A quels enfants allons nous laisser le monde?
Le premier vrai livre qui m'a fait prendre conscience de l'ampleur de la manipulation dont nous sommes inconsciemment l'oeuvre est celui de Jean-Claude Michéa l'Enseignement de l'ignorance et ses conditions modernes, aux éditions Micro-Climats. L'auteur est agrégé de philosophie et il enseigne à Montpellier.
D'emblée le lien était tracé, je me suis apperçut que je ne maitrisait pas l'expression écrite utilisée dans ce livre, j'étais à l'époque en 2ème année d'université. Je suis à l'école depuis 20 ans, et ce n'est pas grace à elle que je sais lire. Le pire a été le livre de Pierre Legendre Sur la question dogmatique en Occident, je n'y comprenait rien. On pourrait penser qu'il y effectivement des niveaux de compréhension, et c'est vrai mais le livre de Michéa m'a bien fait comprendre que l'école ne servait pas à développer mes capacités intellectuelles...
"En 1983, le rectorat de Nice avait réalisé une enquête auprès de 12000 élèves de sixième. 22,48% ne savaient pas lire et 71,59% étaient incapables de comprendre un mot nouveau à partir de son contexte", depuis selon Liliane Lurçat, le problème a disparut, par la magie du silence des médias( j'y consacrerai un article plus tard) et de la propagande politique.
Il est à noter un "déclin de l'intelligence critique c'est à dire de cette aptitude fondamentale de l'homme de comprendre à la fois dasn quel monde il est amené à vivre de quelles conditions la révolte contre ce monde est une nécessité morale. Les capacités d'argumenter et la maitrise de ces exigences linguistiques sont l'objet de destrustion de toute "novlangue". ( VOir G.Orwell. 1984. Si vous ne l'avez pas lu, c'est le prochain à vous procurrer.)
"Le dispositif théorique de l'Economie politique repose sur l'idée qu'il suffirait, pour assurer la Paix, la Prospérité et le Bonheur,-trois rêves de l'humanité-d'abolir tout ce qui fait obstacle au jeu "naturel" du Marché."

● Enregistrements:

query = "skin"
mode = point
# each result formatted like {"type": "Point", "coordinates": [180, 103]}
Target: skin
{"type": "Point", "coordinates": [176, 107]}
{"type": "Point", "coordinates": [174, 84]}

● Vos tâches:
**a.** D'après le texte sur l'école, dans quelle ville enseigne Jean-Claude Michéa ?
**b.** Indiquez si chacune des affirmations suivantes concorde avec le texte sur l'école, en citant à chaque fois les mots décisifs du texte. (i) L'enquête du rectorat de Nice a porté sur 12000 élèves de sixième. (ii) Le texte situe la lecture du livre de Michéa en troisième année d'université. (iii) Jean-Claude Michéa est agrégé de philosophie.
**c.** Prolongez, s'il vous plaît, le texte sur l'école à partir de sa dernière phrase.

● Réponses aux tâches:
**a.** À Montpellier.

**b.**
(i) Oui : « En 1983, le rectorat de Nice avait réalisé une enquête auprès de 12000 élèves de sixième ».
(ii) Non : « j'étais à l'époque en 2ème année d'université ».
(iii) Oui : « L'auteur est agrégé de philosophie ».

**c.**
"Ce n'est pas de la bienveillence du boucher ou de la boulangère que nous attendons notre dîner, mais bien du soin qu'ils apportent à leurs intérêts. Nous ne nous adressons pas à leur humanité, mais à leur égoïsme. " Recherches sur la nature et les causes de la richesse des nations. Adam Smith, Gallimard 1990 p.48-49. On peut voir l'intérêt égoïste, dans lequel l'Economie politique tend nécessairement à voir l'unique moteur rationnel des conduites humaines.
"Une société capitaliste conforme à son concept correspondrait philosophiquement au nouvel état de nature qui, selon Rousseau, est conclusion obligée d'une société d'inégalité totale.
« Sous la double invocation d’une « démocratisation de l ‘enseignement », (Ici un mensonge absolu : de 1989 à 1993, le pourcentage d’étudiants d’origine populaire à l’ENA, l’ENS et l’X, est passé de 15,4% pour 1966-1970 à 7% pour 1989-1993)
et de la « nécessaire adaptation au monde moderne ’ »(une demi-vérité)
ce qui se met en place est l’Ecole du Capitalisme total , c’est-à-dire l’une des bases de logistiques décisives à partir desquelles les plus grandes firmes transnationales pourront conduire avec toute l’efficacité voulue la guerre économique mondiale du XXIème siècle.
Les seigneurs de guerre des Royaumes combattants de l’économie mondiale avec toutes ses armées de légistes et de lettrés, sont en permanence contraints de se réunir afin de coordonner leurs stratégies. Une partie des rapports et comptes-rendus est encore accessible mais pas pour longtemps.
Après la révélation par certaines organisations non gouvernementales des transactions secrètes sur l’AMI, certains de seigneurs de guerre se sont d’ailleurs plaints de cette accessibilité et ont promis des mesures pour y faire face. On sait que dans le monde des médias, c’est précisément la fonction d’Alain Duhamel, qui est un des membres éminents du « Siècle », c’est-à-dire de « l’un des clubs français très fermés où se côtoient les élites du monde politique, de la finance, de l’industrie, des médias ’ »(Pierre Bitoun, Les cumulards, Stock 1998, pp.44 et 230.), de dissimuler au public l’existence de ce genre de documents puis, s’ils sont découverts, de mentir avec aplomb sur leur signification réelle.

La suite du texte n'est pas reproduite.